DATA EXTRACTS Block Start
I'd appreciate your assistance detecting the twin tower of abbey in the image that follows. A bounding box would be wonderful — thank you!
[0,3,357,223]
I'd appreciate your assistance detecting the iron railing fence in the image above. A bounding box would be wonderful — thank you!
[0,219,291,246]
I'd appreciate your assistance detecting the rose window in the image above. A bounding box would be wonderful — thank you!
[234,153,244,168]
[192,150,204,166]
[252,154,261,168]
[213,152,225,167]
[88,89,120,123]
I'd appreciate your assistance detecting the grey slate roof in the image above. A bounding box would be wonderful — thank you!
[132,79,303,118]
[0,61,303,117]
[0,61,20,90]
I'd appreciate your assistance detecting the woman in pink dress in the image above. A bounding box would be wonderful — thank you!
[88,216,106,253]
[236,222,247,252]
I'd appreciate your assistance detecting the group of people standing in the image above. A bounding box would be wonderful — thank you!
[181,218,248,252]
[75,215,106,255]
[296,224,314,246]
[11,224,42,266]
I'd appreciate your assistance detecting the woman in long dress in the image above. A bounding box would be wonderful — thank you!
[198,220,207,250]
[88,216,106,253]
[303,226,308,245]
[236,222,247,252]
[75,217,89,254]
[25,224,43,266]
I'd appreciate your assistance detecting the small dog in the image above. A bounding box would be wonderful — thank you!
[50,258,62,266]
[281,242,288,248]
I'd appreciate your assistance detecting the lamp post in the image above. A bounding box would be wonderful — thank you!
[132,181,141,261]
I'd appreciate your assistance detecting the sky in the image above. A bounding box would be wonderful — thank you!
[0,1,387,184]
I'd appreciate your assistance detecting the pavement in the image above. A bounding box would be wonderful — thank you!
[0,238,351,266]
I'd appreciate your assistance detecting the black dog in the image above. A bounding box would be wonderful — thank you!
DATA EXTRACTS Block End
Set out the records again, exactly as they appear above.

I'd appreciate your assistance detecting the twin tower of abbey in the image that follows. A bounding box would be wonderful — thank you!
[0,3,357,223]
I'd appreciate your assistance detecting the iron railing fence in the image above. A bounding box would be wonderful — thank you!
[0,219,291,246]
I'd appreciate your assistance detecting the rose window in the image above. A bounding box would be wonderful — thank you!
[234,153,244,168]
[192,150,204,166]
[252,154,261,168]
[213,152,225,167]
[88,89,120,123]
I'd appreciate your assistance detecting the grey slate roof in the image above. A bounding box would be wonderful — thank you!
[132,79,303,118]
[0,61,303,117]
[0,61,20,90]
I'd appreciate your assistance detecting the woman in pink dress in the image above. A bounding box would be wonderful — thank you!
[88,216,106,253]
[236,222,247,252]
I'd appreciate your assistance detecting the group of people standing in the image above. A bounding box would be wonderful — thank you!
[181,218,248,252]
[75,215,106,255]
[296,224,314,246]
[11,224,42,266]
I'd appreciate your assistance detecting the woman in long dress in the image above. A bounding box would be wonderful — thank you!
[198,220,207,250]
[88,216,106,253]
[303,226,308,245]
[236,222,247,252]
[75,217,89,254]
[25,224,43,266]
I'd appreciate your assistance detecting the small dog in the image above. A bounding box would be wonderful — thank you!
[50,258,62,266]
[281,242,288,248]
I'd appreciate your assistance detecting the lamp post in the image above. A bounding box would be wonderful — thank you!
[132,181,141,261]
I'd appreciate your assistance detecting the sky in the image above. A bounding box would be wonderful — thank you!
[0,1,387,184]
I'd appreciate your assistance detecting the pavement in the image above. A bounding box would be wonderful — thank you!
[0,238,351,266]
I'd appreciate your assistance detecting the black dog in the image above. A bounding box would be wonderful — thank you!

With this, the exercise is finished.